* Items from a data source *
════════════════════
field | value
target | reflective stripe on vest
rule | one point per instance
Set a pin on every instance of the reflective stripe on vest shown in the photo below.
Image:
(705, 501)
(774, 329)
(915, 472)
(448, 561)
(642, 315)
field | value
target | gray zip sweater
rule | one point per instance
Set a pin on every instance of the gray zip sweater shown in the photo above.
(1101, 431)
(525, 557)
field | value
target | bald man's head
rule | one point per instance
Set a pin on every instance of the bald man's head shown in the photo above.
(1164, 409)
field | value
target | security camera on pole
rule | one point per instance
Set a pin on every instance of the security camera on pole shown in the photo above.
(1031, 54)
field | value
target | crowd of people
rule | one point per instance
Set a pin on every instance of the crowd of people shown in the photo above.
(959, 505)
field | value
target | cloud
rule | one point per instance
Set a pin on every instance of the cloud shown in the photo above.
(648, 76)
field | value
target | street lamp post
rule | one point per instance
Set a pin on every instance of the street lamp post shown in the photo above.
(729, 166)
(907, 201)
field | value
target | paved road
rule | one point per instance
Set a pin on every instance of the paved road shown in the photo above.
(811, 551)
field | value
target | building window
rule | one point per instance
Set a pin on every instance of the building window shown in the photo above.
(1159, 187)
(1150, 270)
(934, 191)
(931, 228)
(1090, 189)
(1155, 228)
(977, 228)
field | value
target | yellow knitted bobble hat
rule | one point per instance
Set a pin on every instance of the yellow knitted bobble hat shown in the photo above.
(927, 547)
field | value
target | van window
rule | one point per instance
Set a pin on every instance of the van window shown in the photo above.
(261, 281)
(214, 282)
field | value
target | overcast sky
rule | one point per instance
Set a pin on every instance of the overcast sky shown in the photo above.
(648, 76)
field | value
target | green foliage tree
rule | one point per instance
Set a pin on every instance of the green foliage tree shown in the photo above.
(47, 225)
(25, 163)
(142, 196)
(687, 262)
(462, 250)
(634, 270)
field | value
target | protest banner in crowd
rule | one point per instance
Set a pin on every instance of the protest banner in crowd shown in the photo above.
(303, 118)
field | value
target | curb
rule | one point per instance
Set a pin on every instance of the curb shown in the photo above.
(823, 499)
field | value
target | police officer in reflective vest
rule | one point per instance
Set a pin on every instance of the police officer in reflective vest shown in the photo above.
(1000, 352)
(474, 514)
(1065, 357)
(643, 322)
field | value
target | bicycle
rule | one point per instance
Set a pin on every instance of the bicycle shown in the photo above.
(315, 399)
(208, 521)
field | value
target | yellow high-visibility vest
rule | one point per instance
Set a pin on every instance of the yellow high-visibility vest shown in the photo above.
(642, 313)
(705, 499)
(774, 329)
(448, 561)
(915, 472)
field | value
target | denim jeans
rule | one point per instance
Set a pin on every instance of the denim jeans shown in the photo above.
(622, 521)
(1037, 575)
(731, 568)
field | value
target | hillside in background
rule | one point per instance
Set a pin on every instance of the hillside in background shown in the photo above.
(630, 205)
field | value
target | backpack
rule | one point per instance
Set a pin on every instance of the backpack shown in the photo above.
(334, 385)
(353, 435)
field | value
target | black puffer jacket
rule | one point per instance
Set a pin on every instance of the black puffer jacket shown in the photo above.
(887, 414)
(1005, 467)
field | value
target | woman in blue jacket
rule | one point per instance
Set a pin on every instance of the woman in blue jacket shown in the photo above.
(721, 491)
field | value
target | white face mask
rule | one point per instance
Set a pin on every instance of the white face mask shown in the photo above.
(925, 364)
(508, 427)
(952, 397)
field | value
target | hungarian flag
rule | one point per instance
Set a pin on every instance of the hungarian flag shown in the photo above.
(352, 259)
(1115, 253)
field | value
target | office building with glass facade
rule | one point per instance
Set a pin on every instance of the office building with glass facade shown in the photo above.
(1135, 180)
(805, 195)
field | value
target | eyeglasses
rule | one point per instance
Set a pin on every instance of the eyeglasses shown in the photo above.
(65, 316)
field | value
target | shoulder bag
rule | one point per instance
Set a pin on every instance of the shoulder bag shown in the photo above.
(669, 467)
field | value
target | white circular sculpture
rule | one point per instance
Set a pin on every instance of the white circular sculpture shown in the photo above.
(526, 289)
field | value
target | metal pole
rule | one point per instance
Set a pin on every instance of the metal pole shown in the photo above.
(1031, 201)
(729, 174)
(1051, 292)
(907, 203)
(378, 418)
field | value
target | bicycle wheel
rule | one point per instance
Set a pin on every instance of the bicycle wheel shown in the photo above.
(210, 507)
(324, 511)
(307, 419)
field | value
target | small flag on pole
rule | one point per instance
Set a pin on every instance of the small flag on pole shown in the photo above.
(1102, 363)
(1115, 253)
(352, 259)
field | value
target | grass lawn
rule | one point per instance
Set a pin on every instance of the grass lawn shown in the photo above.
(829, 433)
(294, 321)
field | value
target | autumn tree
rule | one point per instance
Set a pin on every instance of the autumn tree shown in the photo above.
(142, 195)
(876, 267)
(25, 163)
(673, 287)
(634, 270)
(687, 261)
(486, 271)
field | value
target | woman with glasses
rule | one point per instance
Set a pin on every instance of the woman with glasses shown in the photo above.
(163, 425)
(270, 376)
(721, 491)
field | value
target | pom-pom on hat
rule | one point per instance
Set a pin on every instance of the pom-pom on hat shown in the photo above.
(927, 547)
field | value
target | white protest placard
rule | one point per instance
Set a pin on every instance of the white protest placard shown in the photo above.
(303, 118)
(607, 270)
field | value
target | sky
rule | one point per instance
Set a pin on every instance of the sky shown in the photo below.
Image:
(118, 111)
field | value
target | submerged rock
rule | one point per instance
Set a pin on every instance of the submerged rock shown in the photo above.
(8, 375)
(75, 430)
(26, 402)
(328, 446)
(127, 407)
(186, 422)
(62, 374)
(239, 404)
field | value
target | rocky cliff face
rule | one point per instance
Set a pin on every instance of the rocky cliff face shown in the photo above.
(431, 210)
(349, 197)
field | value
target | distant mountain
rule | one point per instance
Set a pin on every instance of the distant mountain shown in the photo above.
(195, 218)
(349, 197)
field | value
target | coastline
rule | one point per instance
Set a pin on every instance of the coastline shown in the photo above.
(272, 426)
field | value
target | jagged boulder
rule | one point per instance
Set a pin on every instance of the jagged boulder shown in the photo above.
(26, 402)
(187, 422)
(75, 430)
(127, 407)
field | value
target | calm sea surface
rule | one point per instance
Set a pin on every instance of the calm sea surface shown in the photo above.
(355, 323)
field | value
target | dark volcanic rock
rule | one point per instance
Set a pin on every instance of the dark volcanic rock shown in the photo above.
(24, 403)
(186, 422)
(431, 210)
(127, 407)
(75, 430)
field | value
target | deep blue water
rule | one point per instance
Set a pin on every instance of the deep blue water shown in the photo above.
════════════════════
* Assignment *
From the records above, return each line that has the string "stripe".

* Exercise answer *
target | reflective stripe on vest
Set a pin on every instance of the reflective stripe on vest shown in the photo below.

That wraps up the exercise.